= Requirement 1 =
In the abstract on subject pronouns in border Spanish, why are the results compared with patterns previously found in monolingual Brazilian Portuguese and Spanish?

= Given passage =
== == ==

While the expression of a subject pronoun is variable in both Spanish and Portuguese, studies have shown that Spanish dialects tend to favor null pronouns, while in Brazilian Portuguese overt expression of pronominal subjects is becoming more and more frequent. This paper focuses on subject pronoun expression in a variety of Spanish in contact with Portuguese in a bilingual town in Uruguay from a variationist perspective. Based on sociolinguistic interviews with Spanish-Portuguese bilinguals, this study identifies the following factors that condition the expression of the subject pronoun in border Spanish: parallelism, grammatical person, discourse connection, lexical content of the verb, and reflexive use of the verb. In addition, these results are compared with distributional patterns found in monolingual varieties of both Brazilian Portuguese and Spanish by previous studies, in order to test to what extent the behavior of this variable in this bilingual variety of Spanish is affected by contact with Portuguese. It is concluded that in general, subject pronoun expression in border Spanish mirrors that of monolingual speakers of Spanish, which indicates that Portuguese does not seem to be influencing these bilinguals' realization of this variable. The ultimate goal of this investigation is to explore to what extent bilinguals utilize parallels between their languages in situations where similar languages are in contact.

== == ==

= Excerpted data =
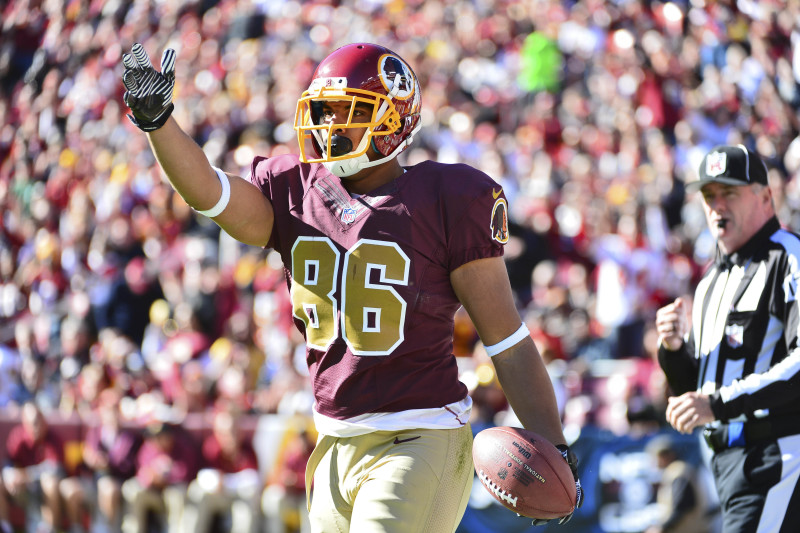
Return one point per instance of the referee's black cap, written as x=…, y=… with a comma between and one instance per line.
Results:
x=731, y=165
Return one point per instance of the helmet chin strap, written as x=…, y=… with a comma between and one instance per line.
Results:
x=348, y=167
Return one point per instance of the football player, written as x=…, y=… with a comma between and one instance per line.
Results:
x=378, y=259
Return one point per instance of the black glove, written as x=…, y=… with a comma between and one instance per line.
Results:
x=149, y=92
x=572, y=461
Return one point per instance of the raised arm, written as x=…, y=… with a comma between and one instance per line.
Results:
x=247, y=215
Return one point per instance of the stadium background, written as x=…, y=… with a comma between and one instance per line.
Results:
x=591, y=115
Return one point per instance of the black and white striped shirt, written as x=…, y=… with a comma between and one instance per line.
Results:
x=743, y=346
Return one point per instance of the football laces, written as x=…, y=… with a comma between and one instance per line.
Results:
x=500, y=493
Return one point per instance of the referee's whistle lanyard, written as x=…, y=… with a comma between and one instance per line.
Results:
x=723, y=266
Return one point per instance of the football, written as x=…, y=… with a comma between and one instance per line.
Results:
x=525, y=472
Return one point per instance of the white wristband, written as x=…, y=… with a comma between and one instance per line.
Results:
x=508, y=342
x=223, y=199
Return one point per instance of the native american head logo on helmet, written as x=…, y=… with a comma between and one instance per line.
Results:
x=499, y=223
x=361, y=74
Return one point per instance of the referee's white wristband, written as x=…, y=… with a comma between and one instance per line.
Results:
x=509, y=341
x=223, y=199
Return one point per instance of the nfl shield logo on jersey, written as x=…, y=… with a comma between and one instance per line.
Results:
x=716, y=163
x=348, y=215
x=734, y=335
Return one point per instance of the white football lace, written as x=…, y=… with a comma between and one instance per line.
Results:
x=500, y=493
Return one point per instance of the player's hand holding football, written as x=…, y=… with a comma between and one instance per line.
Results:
x=572, y=461
x=148, y=92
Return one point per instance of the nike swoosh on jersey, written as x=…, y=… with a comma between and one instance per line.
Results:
x=400, y=441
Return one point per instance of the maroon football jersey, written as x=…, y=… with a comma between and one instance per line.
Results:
x=370, y=277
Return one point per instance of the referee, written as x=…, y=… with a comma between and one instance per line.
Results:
x=736, y=370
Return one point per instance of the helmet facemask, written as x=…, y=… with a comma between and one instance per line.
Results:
x=332, y=152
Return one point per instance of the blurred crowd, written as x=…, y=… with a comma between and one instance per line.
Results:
x=591, y=114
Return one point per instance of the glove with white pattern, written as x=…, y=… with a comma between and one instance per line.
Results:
x=572, y=461
x=148, y=92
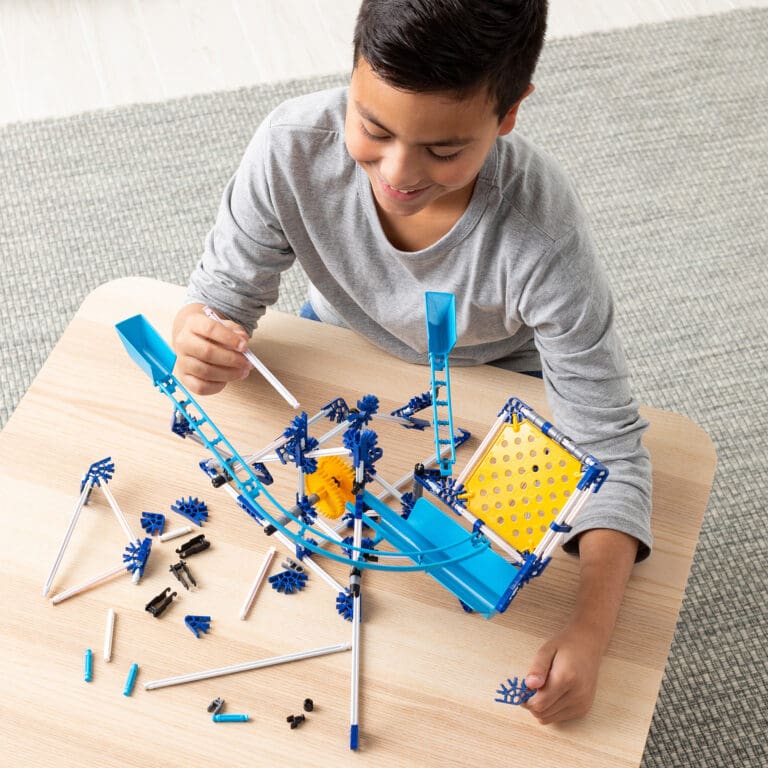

== == ==

= Requirement 2 =
Rewrite the listing from its start through the line containing "x=348, y=167", with "chin strap" changed to "face guard" and nothing else altered, and leave out the pictures.

= Task response 1 =
The comparison tests how far the behavior of subject pronoun expression in this bilingual variety of Spanish is affected by contact with Portuguese.

= Task response 2 =
Return one point per instance of the referee's black cap, written as x=…, y=… with a comma between and one instance per line.
Results:
x=731, y=165
Return one point per instance of the helmet face guard, written as x=…, y=… with a comma between and one instance per line.
Results:
x=348, y=167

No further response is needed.